• WHAT THIS TASK INVOLVES:
Filter the listing for lines containing "query".

• RECORDS FOR THIS EXERCISE:
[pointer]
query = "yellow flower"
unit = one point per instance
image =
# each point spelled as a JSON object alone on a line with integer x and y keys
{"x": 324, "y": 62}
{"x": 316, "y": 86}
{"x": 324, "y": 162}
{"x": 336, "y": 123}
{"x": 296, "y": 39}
--
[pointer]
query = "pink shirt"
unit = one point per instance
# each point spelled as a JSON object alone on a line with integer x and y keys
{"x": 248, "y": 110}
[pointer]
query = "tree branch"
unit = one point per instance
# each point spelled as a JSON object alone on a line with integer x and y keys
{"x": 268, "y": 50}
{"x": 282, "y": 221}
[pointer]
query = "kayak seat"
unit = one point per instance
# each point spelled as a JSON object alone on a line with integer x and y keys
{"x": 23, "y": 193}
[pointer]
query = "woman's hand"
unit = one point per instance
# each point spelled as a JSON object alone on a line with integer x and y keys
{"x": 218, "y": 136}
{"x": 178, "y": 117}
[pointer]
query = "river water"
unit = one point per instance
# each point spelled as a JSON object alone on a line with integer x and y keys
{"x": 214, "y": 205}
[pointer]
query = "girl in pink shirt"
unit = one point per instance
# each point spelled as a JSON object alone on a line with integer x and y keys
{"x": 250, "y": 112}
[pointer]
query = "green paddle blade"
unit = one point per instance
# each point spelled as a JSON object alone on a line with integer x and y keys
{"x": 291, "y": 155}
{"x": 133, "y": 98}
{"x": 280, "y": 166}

• RESPONSE TO THE TASK:
query = "yellow flower"
query = "pink shirt"
query = "tree branch"
query = "kayak seat"
query = "woman's hand"
query = "river water"
query = "girl in pink shirt"
query = "green paddle blade"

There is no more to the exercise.